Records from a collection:
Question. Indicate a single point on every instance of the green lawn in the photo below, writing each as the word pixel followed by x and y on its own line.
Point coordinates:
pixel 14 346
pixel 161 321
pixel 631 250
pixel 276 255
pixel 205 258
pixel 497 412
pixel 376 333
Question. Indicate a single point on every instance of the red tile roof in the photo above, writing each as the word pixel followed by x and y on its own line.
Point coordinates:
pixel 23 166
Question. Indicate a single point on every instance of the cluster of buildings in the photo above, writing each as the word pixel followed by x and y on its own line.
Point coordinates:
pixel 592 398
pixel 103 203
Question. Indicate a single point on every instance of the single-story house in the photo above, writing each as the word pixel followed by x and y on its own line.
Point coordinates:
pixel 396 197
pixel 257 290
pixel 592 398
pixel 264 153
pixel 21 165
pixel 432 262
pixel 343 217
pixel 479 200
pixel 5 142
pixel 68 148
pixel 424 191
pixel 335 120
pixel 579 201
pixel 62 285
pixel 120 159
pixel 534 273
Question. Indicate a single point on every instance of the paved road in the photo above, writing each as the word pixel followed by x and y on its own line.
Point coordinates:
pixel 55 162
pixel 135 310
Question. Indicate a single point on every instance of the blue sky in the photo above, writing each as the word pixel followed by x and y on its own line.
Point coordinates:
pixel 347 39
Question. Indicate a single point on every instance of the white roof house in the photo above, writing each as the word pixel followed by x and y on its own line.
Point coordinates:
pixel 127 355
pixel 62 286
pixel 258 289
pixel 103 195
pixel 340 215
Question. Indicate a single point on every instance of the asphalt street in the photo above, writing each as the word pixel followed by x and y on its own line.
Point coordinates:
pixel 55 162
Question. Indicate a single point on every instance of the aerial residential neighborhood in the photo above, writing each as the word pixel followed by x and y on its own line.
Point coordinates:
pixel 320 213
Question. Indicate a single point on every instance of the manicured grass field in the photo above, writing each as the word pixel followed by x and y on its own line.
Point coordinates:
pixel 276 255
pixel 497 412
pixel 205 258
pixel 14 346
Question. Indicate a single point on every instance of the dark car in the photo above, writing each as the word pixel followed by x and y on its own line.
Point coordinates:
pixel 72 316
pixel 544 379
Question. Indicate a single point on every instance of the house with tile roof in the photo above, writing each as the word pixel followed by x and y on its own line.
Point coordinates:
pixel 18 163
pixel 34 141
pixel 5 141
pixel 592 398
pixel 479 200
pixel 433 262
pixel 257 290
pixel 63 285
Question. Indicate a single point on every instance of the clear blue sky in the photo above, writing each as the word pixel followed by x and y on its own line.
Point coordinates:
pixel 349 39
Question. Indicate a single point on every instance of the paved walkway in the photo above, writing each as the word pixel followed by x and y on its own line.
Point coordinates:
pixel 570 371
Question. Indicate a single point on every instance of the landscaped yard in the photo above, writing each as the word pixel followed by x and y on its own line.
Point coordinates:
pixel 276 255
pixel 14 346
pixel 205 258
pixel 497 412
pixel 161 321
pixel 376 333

### The task:
Copy the rows above from the first line through the line that contains "pixel 103 203", switching "Point coordinates" to "Marked points" and leaving everything else unchanged.

### Answer to the problem:
Question. Indicate a single point on every instance of the green lawn in the photo below, writing each as the word pixel followed by x and y on its own line.
Marked points:
pixel 14 346
pixel 161 321
pixel 631 250
pixel 276 255
pixel 205 258
pixel 497 412
pixel 376 333
Question. Indicate a single point on every instance of the red tile roof in the photo above, writing each as the word pixel followed by x and y on its own line.
Marked points:
pixel 23 166
Question. Indicate a single point on every instance of the cluster of buildings in the photo above, writing each as the word pixel followed by x and y on its own line.
Marked points:
pixel 592 398
pixel 103 203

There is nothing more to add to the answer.